Yang Harus Dikerjakan: Dalam teks tentang minyak, sebagai tenaga apa para pelamar lowongan di Pertamina itu akan dilatih?

===== Teks

Senin, 10 Mei 2010

MINYAK

Suatu saat, negeri kaya raya dengan hasil alam melimpah ini pernah harus mengimpor minyak goreng untuk masyarakatnya yang sebagian besar harus hidup di bawah garis kemiskinan ....

Yang dibaca seorang sarjana baru pertama kali yang baru lulus dari almamater tercintanya koran atau tabloid atau majalah setebal apapun tidak lain kecuali salah satu kata kunci ”lowongan”.
Entah makna apa yang lebih jauh menusuk nurani dan menjadi sangat berarti dari makna literlijk yang dikandungnya sehingga rangkaian delapan huruf tersebut sangat menentukan masa depan seorang intelektual muda. Sehingga berbingar-bingarlah hati ketika saat disibukkan membolak-balik halaman mencari judul iklan tersebut, ada yang menawarkan lowongan sebuah pekerjaan yang sangat menantang. Di pertamina pula.
Namun apa daya, tidak semua sarjana dapat diterima di perusahaan BUMN itu. Tetapi tawaran kali itu ternyata lain dari biasanya, semua jurusan bisa diterima. Akan ditraining sebagai tenaga pemasaran. Marketing executive, sebuah posisi ujung tombak bagi setiap perusahaan yang sangat menggelitik semua insan muda yang menyukai tantangan.
Tenaga marketing memang sangat menjanjikan. Bukan hanya penghasilan lebih yang dapat dicapai (tentu saja tergantung prestasi) tetapi juga sarana yang diberikan perusahaan biasanya maksimal. Anak emas perusahaan. Apalagi produk pertamina adalah kebutuhan yang sangat diperlukan masyarakat secara keseluruhan, tentu akan sangat mudah memasarkannya. Soal fasilitas, tentu saja lebih baik dari pada perusahaan BUMN lain yang bila dikalkulasikan dari tahun ke tahun hanya menggerogoti uang negara yang sudah kelewat baik.
Ternyata bukan hanya sarjana, bahkan yang tidak pernah menginjak bangku sekolahan pun dapat ikut meperebutkan tantangan itu. Bukan hanya yang pandai berdiplomasi dalam meyakinkan konsumen, karena produk perusahaan ini dapat dipasarkan siapa saja. Sampai yang gagap atau bisu sekalipun, sebab yang diperlukan hanya meneriakkan satu kata atau menuliskannya besar-besaran, ’Minyak !’.
Terlepas dari rumor yang menggelitik tentang sarjana baru di atas, kehidupan manusia memang tidak bisa lepas dari benda bernama ’minyak’.

==========
===== Bahan Hasil Ekstraksi

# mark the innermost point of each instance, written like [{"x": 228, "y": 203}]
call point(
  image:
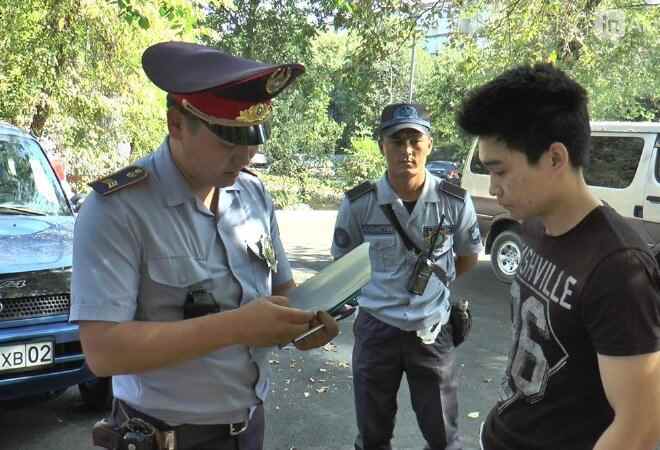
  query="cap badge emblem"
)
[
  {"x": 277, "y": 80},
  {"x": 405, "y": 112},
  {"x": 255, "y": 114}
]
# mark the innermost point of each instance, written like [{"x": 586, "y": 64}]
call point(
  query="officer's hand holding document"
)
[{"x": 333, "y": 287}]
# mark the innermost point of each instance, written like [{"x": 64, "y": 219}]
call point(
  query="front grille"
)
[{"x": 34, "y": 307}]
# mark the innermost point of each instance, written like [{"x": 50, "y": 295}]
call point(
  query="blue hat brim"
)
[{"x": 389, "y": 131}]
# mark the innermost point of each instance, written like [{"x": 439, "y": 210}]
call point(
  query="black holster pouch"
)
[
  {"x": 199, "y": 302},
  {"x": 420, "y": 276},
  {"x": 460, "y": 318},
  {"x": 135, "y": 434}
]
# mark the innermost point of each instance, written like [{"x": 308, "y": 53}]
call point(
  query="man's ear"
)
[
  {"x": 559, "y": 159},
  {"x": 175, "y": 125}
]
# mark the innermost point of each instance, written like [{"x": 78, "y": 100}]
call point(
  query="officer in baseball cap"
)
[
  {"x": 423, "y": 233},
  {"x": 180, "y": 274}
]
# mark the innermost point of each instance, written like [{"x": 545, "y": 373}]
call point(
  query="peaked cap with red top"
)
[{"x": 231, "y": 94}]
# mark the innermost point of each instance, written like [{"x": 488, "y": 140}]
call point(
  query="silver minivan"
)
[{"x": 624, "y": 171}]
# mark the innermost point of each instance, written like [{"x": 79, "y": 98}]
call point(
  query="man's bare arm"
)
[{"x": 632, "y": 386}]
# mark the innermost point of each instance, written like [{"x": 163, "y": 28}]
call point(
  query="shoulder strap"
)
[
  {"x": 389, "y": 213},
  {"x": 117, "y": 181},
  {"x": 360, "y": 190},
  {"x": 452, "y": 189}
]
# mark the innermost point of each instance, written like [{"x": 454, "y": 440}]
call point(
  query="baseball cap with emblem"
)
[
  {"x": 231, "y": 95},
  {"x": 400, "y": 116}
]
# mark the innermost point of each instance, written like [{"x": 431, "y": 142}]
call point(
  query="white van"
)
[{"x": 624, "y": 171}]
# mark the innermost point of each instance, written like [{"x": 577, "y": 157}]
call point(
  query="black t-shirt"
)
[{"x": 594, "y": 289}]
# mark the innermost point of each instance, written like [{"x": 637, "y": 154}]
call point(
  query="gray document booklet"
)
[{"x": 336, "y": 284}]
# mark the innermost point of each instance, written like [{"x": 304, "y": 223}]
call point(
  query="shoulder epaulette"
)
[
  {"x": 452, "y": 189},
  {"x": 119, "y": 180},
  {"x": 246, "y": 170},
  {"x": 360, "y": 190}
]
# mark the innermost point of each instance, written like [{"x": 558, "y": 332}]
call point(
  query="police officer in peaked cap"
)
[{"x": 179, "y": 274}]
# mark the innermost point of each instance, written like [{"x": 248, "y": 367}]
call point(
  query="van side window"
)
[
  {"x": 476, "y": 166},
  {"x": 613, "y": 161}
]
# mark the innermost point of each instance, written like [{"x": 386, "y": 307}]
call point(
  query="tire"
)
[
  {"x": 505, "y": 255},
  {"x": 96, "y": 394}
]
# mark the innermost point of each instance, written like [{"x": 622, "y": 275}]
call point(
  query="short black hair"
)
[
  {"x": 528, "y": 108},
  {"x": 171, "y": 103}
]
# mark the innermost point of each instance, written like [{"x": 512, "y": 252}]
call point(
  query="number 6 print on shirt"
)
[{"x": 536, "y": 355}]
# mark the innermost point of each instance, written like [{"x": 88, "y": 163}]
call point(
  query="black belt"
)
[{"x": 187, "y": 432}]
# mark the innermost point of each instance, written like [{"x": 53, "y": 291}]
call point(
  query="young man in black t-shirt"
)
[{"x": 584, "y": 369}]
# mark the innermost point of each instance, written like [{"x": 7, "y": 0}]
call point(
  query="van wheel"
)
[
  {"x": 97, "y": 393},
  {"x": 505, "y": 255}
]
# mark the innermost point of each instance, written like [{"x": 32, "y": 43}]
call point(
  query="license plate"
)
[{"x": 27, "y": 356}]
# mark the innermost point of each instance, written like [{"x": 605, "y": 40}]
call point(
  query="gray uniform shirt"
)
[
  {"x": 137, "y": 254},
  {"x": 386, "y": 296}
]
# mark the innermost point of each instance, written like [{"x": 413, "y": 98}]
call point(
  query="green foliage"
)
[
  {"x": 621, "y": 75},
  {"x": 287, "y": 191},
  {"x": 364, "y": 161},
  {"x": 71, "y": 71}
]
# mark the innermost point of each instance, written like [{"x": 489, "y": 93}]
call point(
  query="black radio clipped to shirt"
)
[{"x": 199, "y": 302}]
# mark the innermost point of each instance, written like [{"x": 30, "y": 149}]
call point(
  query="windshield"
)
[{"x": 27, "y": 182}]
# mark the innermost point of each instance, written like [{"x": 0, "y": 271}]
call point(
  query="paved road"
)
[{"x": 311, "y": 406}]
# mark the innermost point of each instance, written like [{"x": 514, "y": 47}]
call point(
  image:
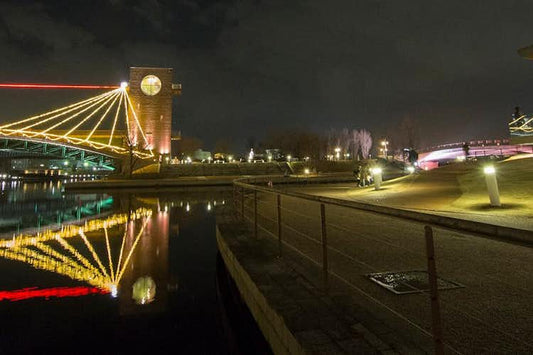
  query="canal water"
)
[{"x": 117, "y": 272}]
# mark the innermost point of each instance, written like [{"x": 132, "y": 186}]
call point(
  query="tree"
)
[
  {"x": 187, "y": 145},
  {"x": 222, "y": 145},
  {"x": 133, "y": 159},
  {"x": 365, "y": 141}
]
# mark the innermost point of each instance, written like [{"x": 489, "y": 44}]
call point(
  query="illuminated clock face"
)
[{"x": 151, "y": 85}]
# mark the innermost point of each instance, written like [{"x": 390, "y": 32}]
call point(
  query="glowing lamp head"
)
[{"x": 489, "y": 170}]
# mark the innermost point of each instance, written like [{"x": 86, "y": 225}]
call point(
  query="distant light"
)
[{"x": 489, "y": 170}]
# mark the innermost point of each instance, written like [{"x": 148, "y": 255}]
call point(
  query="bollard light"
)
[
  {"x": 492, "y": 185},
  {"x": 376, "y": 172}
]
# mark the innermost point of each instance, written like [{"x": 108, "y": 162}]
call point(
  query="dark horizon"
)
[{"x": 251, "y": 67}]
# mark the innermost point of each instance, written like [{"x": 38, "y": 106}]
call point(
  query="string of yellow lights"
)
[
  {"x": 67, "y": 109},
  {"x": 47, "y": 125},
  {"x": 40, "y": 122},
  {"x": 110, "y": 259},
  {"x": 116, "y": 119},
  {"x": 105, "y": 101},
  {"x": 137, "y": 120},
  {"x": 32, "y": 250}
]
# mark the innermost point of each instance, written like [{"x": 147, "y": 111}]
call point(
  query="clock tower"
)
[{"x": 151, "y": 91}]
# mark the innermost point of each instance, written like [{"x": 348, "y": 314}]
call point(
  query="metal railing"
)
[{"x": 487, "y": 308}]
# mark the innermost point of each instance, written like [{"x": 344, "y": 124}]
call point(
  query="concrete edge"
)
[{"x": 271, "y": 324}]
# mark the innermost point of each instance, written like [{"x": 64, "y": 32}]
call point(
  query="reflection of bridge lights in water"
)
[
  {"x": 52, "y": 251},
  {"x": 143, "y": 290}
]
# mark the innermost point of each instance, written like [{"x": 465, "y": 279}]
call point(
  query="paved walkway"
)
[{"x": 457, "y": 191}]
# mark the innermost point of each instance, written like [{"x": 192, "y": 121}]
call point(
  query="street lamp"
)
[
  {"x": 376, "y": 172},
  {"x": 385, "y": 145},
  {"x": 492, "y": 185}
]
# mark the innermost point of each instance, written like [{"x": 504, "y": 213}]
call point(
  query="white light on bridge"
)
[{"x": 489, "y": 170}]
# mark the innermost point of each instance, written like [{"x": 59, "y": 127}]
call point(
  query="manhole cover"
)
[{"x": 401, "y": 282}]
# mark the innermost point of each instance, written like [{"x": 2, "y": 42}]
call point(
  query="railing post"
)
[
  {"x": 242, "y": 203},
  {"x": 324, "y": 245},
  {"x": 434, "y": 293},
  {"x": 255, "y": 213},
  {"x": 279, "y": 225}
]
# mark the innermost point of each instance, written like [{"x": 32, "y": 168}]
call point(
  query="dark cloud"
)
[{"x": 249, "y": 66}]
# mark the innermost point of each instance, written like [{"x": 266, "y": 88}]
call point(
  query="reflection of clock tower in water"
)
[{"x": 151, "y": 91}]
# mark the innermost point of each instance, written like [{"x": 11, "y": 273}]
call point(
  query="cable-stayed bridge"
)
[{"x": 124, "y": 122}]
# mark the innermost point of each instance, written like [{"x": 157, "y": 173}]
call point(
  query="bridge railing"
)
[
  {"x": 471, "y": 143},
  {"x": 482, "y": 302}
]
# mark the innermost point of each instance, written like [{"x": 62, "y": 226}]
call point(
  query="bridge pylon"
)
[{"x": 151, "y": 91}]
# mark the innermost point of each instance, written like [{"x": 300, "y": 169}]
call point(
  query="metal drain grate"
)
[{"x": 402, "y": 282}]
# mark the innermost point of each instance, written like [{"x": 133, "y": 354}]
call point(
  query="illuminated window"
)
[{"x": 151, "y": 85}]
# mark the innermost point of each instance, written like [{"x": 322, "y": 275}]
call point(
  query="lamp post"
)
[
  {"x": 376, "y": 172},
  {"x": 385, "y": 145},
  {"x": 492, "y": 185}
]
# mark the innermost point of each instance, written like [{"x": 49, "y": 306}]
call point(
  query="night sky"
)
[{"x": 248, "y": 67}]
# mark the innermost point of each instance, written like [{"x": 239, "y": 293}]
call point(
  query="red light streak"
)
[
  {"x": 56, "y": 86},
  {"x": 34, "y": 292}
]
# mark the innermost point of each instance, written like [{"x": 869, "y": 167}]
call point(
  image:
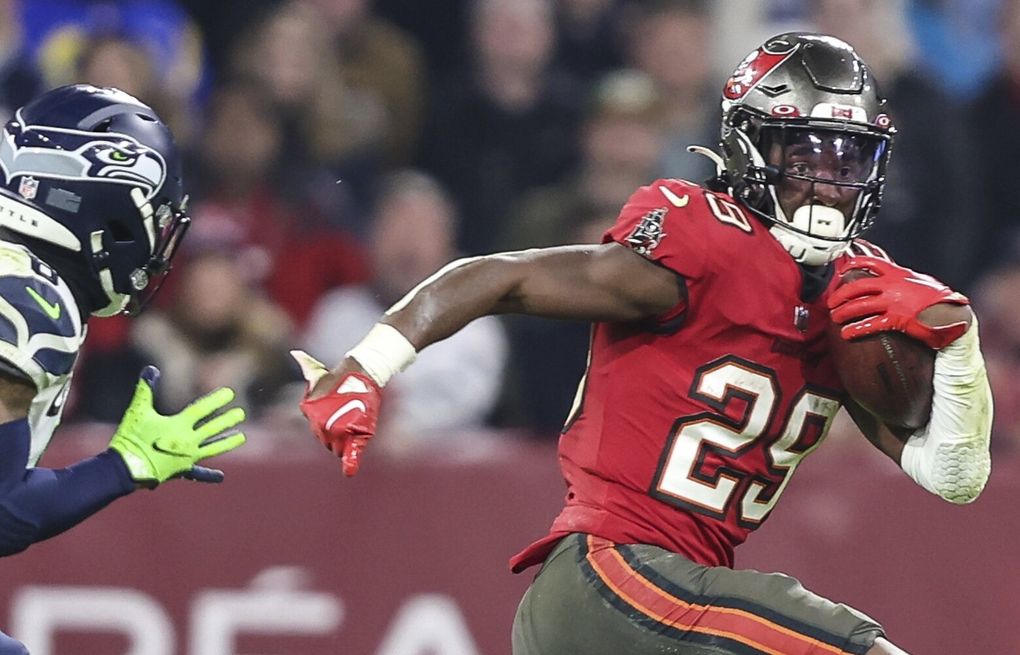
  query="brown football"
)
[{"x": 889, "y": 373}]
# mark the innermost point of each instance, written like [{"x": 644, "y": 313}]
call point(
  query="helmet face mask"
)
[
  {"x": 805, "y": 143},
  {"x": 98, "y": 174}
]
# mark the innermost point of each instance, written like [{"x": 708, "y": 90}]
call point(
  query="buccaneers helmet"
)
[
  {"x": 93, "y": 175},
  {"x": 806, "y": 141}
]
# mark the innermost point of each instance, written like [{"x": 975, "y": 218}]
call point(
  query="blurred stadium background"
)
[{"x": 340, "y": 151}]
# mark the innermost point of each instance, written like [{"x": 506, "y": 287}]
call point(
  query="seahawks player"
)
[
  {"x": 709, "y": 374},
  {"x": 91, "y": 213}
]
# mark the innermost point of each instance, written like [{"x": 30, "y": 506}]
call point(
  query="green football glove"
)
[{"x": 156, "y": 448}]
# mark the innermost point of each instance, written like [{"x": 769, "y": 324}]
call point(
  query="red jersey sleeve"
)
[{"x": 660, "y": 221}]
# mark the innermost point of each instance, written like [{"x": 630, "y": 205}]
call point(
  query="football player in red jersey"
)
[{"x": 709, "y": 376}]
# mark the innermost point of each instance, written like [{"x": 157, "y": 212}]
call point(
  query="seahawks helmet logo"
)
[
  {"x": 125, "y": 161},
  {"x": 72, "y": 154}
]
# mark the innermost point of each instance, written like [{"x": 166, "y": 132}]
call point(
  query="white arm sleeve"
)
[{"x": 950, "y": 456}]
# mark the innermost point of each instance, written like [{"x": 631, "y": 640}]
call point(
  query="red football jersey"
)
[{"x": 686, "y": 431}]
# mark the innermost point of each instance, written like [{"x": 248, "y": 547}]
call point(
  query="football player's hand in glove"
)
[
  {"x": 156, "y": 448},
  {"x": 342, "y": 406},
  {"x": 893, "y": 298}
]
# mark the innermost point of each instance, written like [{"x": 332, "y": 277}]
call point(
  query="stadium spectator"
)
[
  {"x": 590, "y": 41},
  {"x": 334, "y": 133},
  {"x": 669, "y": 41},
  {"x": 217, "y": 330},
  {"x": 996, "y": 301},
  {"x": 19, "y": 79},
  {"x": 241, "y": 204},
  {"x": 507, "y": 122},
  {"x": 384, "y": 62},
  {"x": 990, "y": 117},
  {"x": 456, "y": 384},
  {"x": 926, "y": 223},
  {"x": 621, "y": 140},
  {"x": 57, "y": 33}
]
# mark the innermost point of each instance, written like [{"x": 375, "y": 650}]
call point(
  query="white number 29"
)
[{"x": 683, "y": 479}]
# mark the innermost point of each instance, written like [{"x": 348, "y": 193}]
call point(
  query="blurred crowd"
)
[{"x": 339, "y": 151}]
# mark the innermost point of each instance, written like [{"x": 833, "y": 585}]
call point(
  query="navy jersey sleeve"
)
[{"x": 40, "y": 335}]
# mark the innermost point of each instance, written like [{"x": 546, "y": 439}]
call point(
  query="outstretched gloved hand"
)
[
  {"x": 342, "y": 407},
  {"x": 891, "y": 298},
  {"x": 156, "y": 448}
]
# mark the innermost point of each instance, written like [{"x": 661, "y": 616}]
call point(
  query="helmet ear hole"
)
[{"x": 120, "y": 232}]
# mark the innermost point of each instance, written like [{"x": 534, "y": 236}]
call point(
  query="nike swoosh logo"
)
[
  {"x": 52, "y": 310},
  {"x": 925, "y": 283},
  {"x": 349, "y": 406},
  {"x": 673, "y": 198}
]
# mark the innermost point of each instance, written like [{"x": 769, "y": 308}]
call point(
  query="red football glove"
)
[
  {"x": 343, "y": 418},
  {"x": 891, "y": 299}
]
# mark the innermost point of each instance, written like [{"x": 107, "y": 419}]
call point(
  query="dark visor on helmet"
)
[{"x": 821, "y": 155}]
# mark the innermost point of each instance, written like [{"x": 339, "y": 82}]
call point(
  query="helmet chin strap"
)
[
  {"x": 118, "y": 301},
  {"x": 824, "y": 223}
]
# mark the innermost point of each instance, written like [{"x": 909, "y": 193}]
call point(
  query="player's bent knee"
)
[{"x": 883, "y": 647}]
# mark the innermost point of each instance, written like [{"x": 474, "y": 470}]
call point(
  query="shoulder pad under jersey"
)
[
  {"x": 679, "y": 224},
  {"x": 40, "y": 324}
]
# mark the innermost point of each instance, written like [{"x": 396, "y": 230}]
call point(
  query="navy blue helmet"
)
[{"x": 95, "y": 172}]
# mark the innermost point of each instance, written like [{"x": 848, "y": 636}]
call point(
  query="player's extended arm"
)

==========

Pembahasan Jawaban: Mereka akan dilatih sebagai tenaga pemasaran, yaitu marketing executive.